TEXTO FORNECIDO:
• • • •
Brasileiro é vítima de tráfico humano na Ásia: 'Quero ir embora ou morrer'
O paulistano Luckas Viana dos Santos, de 31 anos, morava havia alguns meses na Tailândia, quando recebeu uma proposta promissora de emprego no início de outubro. Pouco depois, a caminho do "novo trabalho", ele entendeu que havia se tornado mais uma vítima de tráfico humano na Ásia.
O que aconteceu
Luckas vivia há quase um ano entre Filipinas e Tailândia a trabalho, quando foi entrevistado por supostos profissionais de RH por chamada de vídeo. Após os contatos, eles lhe ofereceram um emprego na área de tecnologia com um salário de US$ 1,5 mil (cerca de R$ 8 mil, pela cotação de outubro) em Mae Sot, cidade tailandesa que faz fronteira com Mianmar.
Ele aceitou a proposta e uma viagem de carro foi marcada para o dia 7 de outubro. O brasileiro foi avisado que seria buscado por um representante da empresa no início da tarde em Bangcoc, no horário local, e que viajariam por cerca de quatro horas até o destino.
No percurso, que já durava mais que o previsto, Luckas passou a se comunicar por mensagem com um amigo brasileiro. Àquela altura, ele já havia trocado de carro duas vezes e compartilhado a localização com João*, que mora nas Filipinas, assim que percebeu que algo parecia errado.
'Passamos a fronteira de um jeito diferente'
"No meio do nada, entramos numa selva, pegamos um barco e tenho que esperar mais um carro", escreveu Luckas ao amigo. Logo depois, acrescentou, com uma risada: "Parece tráfico", conforme os prints da conversa por WhatsApp entre os dois aos quais o UOL teve acesso.
O brasileiro relatou medo ao amigo, quando começou a suspeitar que não estava mais na Tailândia. Na conversa, ele afirma que desconfiou que havia deixado o território tailandês depois de ver placas na estrada em birmanês, língua oficial de Mianmar. "Passamos a fronteira de um jeito diferente", enviou a João.
Por meia hora, Luckas parou de responder o amigo, até escrever: "Chama a polícia". Pouco depois, ele disse que estava tentando "resolver" a situação, mas que haviam muitas pessoas armadas ao redor. Ele então pediu ao amigo para que não chamasse a polícia porque poderiam matá-lo.
• • • •
MATERIAL APRESENTADO:

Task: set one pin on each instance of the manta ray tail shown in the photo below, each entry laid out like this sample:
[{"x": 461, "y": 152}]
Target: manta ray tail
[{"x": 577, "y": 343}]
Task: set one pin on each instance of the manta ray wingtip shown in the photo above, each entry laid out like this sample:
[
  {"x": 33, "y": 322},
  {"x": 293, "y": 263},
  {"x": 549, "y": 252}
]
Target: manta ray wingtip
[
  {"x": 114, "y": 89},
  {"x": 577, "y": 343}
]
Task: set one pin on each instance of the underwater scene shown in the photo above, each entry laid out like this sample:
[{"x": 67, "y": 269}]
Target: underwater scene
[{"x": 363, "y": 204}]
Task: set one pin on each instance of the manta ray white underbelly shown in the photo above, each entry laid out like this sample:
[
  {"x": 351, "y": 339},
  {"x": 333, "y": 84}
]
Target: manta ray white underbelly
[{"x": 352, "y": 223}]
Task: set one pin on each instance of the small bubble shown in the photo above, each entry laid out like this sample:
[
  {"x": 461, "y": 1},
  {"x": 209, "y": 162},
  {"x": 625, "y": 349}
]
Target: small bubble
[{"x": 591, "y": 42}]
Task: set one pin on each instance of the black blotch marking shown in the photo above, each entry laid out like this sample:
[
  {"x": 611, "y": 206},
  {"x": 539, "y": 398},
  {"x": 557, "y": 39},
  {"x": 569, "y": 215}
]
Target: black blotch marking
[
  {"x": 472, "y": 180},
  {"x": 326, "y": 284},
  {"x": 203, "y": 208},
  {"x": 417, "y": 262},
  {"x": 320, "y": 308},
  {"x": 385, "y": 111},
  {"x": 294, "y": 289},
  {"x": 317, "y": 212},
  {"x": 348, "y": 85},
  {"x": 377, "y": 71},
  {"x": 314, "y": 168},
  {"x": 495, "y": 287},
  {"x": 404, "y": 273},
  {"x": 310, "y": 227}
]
• • • •
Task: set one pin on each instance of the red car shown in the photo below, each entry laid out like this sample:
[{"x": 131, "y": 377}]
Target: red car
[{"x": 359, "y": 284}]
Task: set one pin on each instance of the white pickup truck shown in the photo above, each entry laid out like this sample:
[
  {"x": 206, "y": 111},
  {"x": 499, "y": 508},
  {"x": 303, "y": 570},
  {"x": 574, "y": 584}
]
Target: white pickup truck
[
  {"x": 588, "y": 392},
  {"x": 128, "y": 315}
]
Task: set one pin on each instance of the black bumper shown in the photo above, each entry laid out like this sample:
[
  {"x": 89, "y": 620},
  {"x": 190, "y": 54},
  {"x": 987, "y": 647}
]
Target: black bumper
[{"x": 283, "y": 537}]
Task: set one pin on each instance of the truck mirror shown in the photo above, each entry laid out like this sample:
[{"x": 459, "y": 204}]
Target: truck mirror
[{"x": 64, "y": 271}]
• • • •
INSTRUÇÕES DO EXERCÍCIO: No texto sobre o brasileiro vítima de tráfico humano na Ásia, em que cidade ficaria o emprego oferecido a Luckas?

RESPOSTA COMPLETA: Em Mae Sot, cidade tailandesa que faz fronteira com Mianmar.